RECORDS FOR THE TASK:
↓

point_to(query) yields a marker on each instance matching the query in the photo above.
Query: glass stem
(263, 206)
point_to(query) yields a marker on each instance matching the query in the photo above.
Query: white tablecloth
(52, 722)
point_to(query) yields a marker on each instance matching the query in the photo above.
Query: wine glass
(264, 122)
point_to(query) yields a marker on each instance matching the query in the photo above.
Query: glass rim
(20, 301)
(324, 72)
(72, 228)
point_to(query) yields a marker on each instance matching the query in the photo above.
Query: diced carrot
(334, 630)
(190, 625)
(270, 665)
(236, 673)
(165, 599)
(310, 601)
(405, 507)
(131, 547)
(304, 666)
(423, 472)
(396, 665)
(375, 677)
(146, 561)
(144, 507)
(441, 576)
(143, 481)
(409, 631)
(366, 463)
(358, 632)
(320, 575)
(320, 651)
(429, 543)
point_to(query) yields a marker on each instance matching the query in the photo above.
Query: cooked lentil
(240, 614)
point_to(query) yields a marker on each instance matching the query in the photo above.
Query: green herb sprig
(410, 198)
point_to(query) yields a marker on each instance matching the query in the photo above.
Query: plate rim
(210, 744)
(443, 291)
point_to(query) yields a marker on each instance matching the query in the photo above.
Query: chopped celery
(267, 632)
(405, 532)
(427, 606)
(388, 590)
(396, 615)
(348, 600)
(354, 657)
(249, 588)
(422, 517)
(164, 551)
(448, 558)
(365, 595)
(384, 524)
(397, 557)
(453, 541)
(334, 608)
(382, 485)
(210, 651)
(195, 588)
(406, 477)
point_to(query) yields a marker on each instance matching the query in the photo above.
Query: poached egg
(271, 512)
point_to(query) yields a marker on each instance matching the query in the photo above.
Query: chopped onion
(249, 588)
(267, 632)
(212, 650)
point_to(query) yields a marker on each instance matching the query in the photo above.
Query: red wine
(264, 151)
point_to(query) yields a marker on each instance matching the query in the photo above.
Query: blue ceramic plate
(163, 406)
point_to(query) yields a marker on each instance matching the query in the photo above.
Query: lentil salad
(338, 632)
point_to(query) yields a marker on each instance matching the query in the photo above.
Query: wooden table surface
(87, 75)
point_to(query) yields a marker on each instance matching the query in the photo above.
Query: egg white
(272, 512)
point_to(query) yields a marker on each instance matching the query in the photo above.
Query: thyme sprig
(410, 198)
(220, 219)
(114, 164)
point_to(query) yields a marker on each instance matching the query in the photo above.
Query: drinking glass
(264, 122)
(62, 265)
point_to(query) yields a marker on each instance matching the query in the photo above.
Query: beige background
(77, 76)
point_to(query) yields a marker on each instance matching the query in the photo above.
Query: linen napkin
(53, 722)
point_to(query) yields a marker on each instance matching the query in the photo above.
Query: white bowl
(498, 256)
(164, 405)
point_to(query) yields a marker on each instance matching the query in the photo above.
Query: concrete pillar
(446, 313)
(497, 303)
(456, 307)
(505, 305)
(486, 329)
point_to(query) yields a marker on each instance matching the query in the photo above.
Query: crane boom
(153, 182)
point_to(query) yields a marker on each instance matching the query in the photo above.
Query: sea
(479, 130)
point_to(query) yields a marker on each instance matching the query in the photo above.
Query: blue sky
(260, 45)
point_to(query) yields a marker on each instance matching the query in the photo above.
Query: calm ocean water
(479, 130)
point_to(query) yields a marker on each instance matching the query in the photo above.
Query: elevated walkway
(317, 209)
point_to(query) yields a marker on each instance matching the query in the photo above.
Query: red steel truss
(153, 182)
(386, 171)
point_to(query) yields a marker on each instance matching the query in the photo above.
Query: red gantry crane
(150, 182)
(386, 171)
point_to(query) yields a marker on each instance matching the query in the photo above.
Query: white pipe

↑

WHAT THE TASK REQUIRES:
The records above must be set down again exactly as written.

TASK OUTPUT:
point_to(query) yields a marker on each instance matching the query in the photo above.
Query: glass stem
(263, 206)
point_to(query) yields a marker on each instance matching the query in the photo above.
Query: white tablecloth
(52, 722)
point_to(query) yields a marker on each instance matching the query in the photo above.
Query: wine glass
(264, 122)
point_to(query) yields a marker on each instance matching the query in the photo above.
Query: glass rim
(20, 301)
(324, 72)
(72, 228)
point_to(query) yields a marker on each instance matching the query in the photo above.
Query: diced carrot
(334, 630)
(190, 625)
(270, 665)
(236, 673)
(165, 599)
(310, 601)
(405, 507)
(131, 547)
(304, 666)
(423, 472)
(396, 665)
(375, 677)
(146, 561)
(144, 507)
(441, 576)
(143, 481)
(409, 631)
(366, 463)
(358, 632)
(320, 575)
(320, 651)
(429, 543)
point_to(query) yields a marker on each instance matching the query in the photo above.
Query: cooked lentil
(240, 614)
point_to(query) yields a marker on each instance matching the query in the photo above.
Query: green herb sprig
(410, 198)
point_to(query) yields a marker on each instance matching the query in the photo above.
Query: plate rim
(210, 744)
(443, 291)
point_to(query) yields a marker on each instance matching the query in the photo above.
Query: chopped celery
(267, 632)
(405, 532)
(427, 606)
(388, 590)
(396, 615)
(348, 600)
(354, 657)
(249, 588)
(422, 517)
(164, 551)
(448, 558)
(365, 595)
(384, 524)
(397, 557)
(453, 541)
(334, 608)
(382, 485)
(210, 651)
(195, 588)
(406, 477)
point_to(query) yields a marker on each instance matching the query in the photo above.
Query: poached egg
(271, 512)
point_to(query) yields a marker on each instance matching the query in the photo above.
Query: chopped onion
(249, 588)
(267, 632)
(212, 650)
point_to(query) yields a marker on each instance matching the query in the photo above.
Query: red wine
(264, 151)
point_to(query) yields a marker on each instance matching the query in the photo above.
Query: blue ceramic plate
(163, 406)
point_to(query) yields a marker on each instance matching the query in the photo above.
Query: lentil salad
(338, 632)
point_to(query) yields a marker on each instance matching the query in the photo above.
Query: wooden table surface
(87, 75)
point_to(query) yields a marker on each instance matching the query in the photo above.
Query: egg white
(272, 512)
point_to(query) yields a marker on each instance matching the query in the photo above.
Query: thyme sprig
(410, 198)
(220, 219)
(114, 164)
point_to(query) yields a marker on each instance matching the query in the photo above.
Query: drinking glass
(264, 122)
(62, 265)
point_to(query) yields a marker on each instance matching the query in the photo above.
Query: beige background
(77, 76)
point_to(query) yields a marker on each instance matching the query in the photo above.
Query: linen napkin
(53, 722)
point_to(query) yields a marker on each instance matching the query in the photo above.
Query: white bowl
(498, 256)
(164, 405)
point_to(query) yields a marker on each instance matching the query in the photo above.
Query: concrete pillar
(446, 313)
(497, 303)
(456, 307)
(505, 305)
(486, 329)
point_to(query) yields a marker on each instance matching the query in the photo above.
Query: crane boom
(153, 182)
point_to(query) yields a marker on each instance matching the query in the photo above.
Query: sea
(479, 130)
point_to(query) yields a marker on each instance matching the query in the photo above.
Query: blue sky
(260, 45)
point_to(query) yields a marker on each instance matching the query in the photo above.
Query: calm ocean water
(479, 130)
point_to(query) yields a marker on each instance matching the query in the photo above.
Query: elevated walkway
(317, 209)
point_to(query) yields a marker on each instance matching the query in the photo above.
Query: red steel truss
(153, 182)
(386, 171)
point_to(query) yields a marker on each instance matching the query in the photo above.
Query: red gantry crane
(150, 182)
(386, 171)
point_to(query) yields a marker on each instance matching the query in the photo above.
Query: white pipe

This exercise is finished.